Rows of box annotation data

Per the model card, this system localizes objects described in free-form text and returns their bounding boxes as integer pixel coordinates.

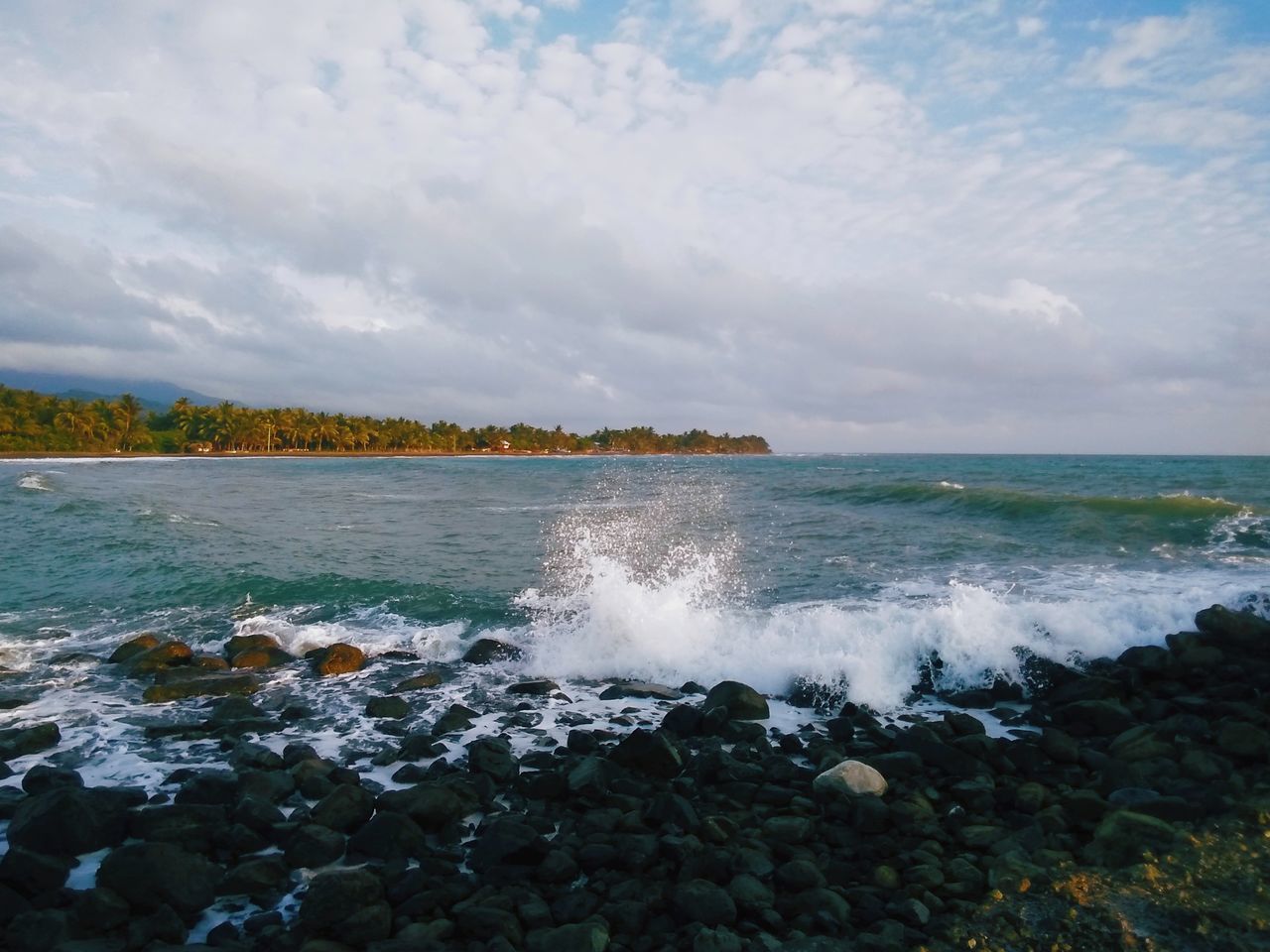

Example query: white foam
[18,472,54,493]
[234,607,468,661]
[517,495,1256,710]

=== Stated task ===
Please update the listing above by changing "bounding boxes" to "enclosing rectangles" and leaving everything else unchanged. Omit the pictures from your answer.

=== Output ===
Per the model card, this system localizes objects described in free-form text and returns their enclosing rectangles as integer pixel coordinates.


Example query: white foam
[18,472,54,493]
[234,607,468,661]
[517,495,1256,710]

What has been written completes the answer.